— What is asked —
Repeat all entries exactly.

Items from a data source:
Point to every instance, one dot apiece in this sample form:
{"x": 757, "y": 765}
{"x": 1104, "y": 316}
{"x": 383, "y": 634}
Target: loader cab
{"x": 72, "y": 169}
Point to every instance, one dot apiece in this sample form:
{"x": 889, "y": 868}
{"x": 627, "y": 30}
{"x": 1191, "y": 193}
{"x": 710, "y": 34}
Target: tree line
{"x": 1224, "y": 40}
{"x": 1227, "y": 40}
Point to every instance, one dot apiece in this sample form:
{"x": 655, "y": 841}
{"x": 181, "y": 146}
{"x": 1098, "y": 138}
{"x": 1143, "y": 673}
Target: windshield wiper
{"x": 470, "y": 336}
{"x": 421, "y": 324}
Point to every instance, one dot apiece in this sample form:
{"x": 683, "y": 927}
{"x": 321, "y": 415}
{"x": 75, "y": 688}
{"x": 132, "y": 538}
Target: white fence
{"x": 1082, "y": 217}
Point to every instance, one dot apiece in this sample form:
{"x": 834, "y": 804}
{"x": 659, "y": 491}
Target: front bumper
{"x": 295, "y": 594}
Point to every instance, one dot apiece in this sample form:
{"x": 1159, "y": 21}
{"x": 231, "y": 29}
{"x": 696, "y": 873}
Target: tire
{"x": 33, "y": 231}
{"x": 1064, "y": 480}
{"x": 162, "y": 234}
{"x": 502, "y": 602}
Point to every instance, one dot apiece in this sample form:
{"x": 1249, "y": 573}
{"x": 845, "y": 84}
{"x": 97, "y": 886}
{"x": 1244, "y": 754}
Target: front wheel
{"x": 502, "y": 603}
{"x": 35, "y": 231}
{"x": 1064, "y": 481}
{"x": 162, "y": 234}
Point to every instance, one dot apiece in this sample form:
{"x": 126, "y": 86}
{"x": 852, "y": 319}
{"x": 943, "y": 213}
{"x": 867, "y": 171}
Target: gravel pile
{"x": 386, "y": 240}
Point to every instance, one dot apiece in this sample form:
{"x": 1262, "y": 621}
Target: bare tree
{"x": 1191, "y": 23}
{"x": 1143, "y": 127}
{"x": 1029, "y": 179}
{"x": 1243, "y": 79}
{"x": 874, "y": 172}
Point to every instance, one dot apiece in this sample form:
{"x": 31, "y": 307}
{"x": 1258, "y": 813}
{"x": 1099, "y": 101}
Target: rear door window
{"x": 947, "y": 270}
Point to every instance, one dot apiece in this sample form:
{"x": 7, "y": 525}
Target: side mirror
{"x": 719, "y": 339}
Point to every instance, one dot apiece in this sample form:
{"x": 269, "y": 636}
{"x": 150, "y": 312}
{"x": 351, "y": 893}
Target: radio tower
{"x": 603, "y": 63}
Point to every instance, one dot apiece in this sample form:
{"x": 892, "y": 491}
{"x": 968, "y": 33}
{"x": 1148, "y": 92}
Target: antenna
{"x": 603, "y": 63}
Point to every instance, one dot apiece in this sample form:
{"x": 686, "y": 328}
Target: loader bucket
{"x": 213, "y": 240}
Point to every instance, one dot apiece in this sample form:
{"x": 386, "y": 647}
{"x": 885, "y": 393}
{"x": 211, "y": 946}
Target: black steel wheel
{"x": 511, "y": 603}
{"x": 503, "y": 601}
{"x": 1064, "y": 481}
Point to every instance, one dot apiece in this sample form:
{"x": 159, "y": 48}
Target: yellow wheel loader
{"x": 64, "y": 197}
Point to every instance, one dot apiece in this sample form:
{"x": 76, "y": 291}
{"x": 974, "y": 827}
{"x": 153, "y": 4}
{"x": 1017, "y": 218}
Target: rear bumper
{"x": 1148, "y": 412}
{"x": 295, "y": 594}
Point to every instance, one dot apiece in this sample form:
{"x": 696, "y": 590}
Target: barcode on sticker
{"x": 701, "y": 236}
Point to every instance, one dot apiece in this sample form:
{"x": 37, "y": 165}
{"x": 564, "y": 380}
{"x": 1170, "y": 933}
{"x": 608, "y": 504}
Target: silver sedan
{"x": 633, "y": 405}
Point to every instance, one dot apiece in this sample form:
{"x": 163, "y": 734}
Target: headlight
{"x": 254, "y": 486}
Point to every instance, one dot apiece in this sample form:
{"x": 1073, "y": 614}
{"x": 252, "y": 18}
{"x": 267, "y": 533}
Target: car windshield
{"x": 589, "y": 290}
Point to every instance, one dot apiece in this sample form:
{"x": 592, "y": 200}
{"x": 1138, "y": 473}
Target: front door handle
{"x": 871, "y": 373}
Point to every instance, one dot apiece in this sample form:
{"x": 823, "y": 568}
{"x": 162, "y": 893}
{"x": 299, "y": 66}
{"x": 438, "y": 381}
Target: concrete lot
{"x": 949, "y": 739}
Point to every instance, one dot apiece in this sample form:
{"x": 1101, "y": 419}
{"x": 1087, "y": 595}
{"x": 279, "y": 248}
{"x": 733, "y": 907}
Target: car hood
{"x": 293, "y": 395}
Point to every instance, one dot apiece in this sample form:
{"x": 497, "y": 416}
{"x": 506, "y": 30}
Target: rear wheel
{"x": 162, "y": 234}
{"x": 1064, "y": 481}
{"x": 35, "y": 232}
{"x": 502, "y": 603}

— Solution to the exercise —
Point to every instance, one dot apiece in this sample form:
{"x": 757, "y": 765}
{"x": 1104, "y": 316}
{"x": 383, "y": 634}
Target: loader cab
{"x": 72, "y": 169}
Point to every instance, one dot apiece in this sample form:
{"x": 889, "y": 868}
{"x": 627, "y": 30}
{"x": 1191, "y": 193}
{"x": 710, "y": 34}
Target: tree line
{"x": 1224, "y": 40}
{"x": 1227, "y": 40}
Point to every instance, one dot apiece in this sample form:
{"x": 655, "y": 841}
{"x": 181, "y": 146}
{"x": 1098, "y": 138}
{"x": 1143, "y": 673}
Target: windshield wiper
{"x": 470, "y": 336}
{"x": 421, "y": 324}
Point to every instance, one dot apiece in this sample form:
{"x": 683, "y": 927}
{"x": 321, "y": 415}
{"x": 75, "y": 688}
{"x": 132, "y": 538}
Target: white fence
{"x": 1082, "y": 217}
Point to every instance, one dot apiece in this sample form:
{"x": 834, "y": 804}
{"x": 659, "y": 491}
Target: front bumper
{"x": 295, "y": 594}
Point to every instance, one dot apiece in this sample form:
{"x": 1159, "y": 21}
{"x": 231, "y": 29}
{"x": 696, "y": 873}
Target: tire
{"x": 33, "y": 231}
{"x": 1064, "y": 480}
{"x": 162, "y": 234}
{"x": 502, "y": 602}
Point to every instance, one dot apiece in this sample form:
{"x": 1249, "y": 573}
{"x": 845, "y": 84}
{"x": 97, "y": 886}
{"x": 1244, "y": 754}
Target: front wheel
{"x": 502, "y": 603}
{"x": 35, "y": 231}
{"x": 1064, "y": 481}
{"x": 162, "y": 234}
Point to every instance, one dot apiece in this sample form:
{"x": 126, "y": 86}
{"x": 852, "y": 319}
{"x": 943, "y": 213}
{"x": 867, "y": 171}
Target: gravel pile
{"x": 386, "y": 240}
Point to every instance, one dot apiece in this sample form:
{"x": 1262, "y": 621}
Target: bare tree
{"x": 1191, "y": 23}
{"x": 1143, "y": 127}
{"x": 1029, "y": 179}
{"x": 1243, "y": 79}
{"x": 874, "y": 172}
Point to every instance, one dot apiece in this sample form:
{"x": 31, "y": 307}
{"x": 1258, "y": 813}
{"x": 1099, "y": 101}
Target: rear door window
{"x": 947, "y": 270}
Point to every instance, one dot apiece in this sample form:
{"x": 7, "y": 525}
Target: side mirror
{"x": 719, "y": 339}
Point to every instance, one dot apiece in this sample form:
{"x": 269, "y": 636}
{"x": 150, "y": 312}
{"x": 351, "y": 893}
Target: radio tower
{"x": 603, "y": 63}
Point to every instance, one dot apiece in this sample form:
{"x": 892, "y": 491}
{"x": 968, "y": 33}
{"x": 1148, "y": 92}
Target: antenna
{"x": 603, "y": 63}
Point to every instance, one dot apiece in this sample form:
{"x": 686, "y": 328}
Target: loader bucket
{"x": 213, "y": 240}
Point to every instance, one dot apiece in this sample form:
{"x": 386, "y": 647}
{"x": 885, "y": 393}
{"x": 211, "y": 946}
Target: black steel wheel
{"x": 511, "y": 603}
{"x": 503, "y": 601}
{"x": 1064, "y": 481}
Point to every instance, one dot apiece in this sample form:
{"x": 159, "y": 48}
Target: yellow wheel loader
{"x": 64, "y": 197}
Point to every instance, one dot apiece in this sample form:
{"x": 76, "y": 291}
{"x": 974, "y": 827}
{"x": 153, "y": 4}
{"x": 1017, "y": 218}
Target: rear bumper
{"x": 1148, "y": 412}
{"x": 295, "y": 594}
Point to every instance, one dot apiece in this sample form:
{"x": 696, "y": 590}
Target: barcode on sticker
{"x": 701, "y": 236}
Point to every instance, one dot apiece in this sample form:
{"x": 37, "y": 165}
{"x": 564, "y": 380}
{"x": 1170, "y": 933}
{"x": 608, "y": 504}
Target: silver sedan
{"x": 633, "y": 405}
Point to every instance, one dot apiece in this sample form:
{"x": 163, "y": 734}
Target: headlight
{"x": 254, "y": 486}
Point to every instance, one dot apiece in this sample form:
{"x": 1073, "y": 614}
{"x": 252, "y": 18}
{"x": 267, "y": 533}
Target: car windshield
{"x": 589, "y": 290}
Point to every instance, one dot apiece in this sample form:
{"x": 592, "y": 200}
{"x": 1138, "y": 473}
Target: front door handle
{"x": 871, "y": 373}
Point to every instance, one dot apiece in this sample form:
{"x": 823, "y": 568}
{"x": 162, "y": 893}
{"x": 299, "y": 66}
{"x": 438, "y": 381}
Target: concrete lot
{"x": 949, "y": 739}
Point to every instance, one dot apiece in this sample form:
{"x": 1101, "y": 419}
{"x": 1087, "y": 595}
{"x": 279, "y": 248}
{"x": 733, "y": 907}
Target: car hood
{"x": 293, "y": 395}
Point to every instance, one dot apiece in this sample form:
{"x": 497, "y": 416}
{"x": 506, "y": 30}
Target: rear wheel
{"x": 162, "y": 234}
{"x": 1064, "y": 481}
{"x": 35, "y": 232}
{"x": 502, "y": 603}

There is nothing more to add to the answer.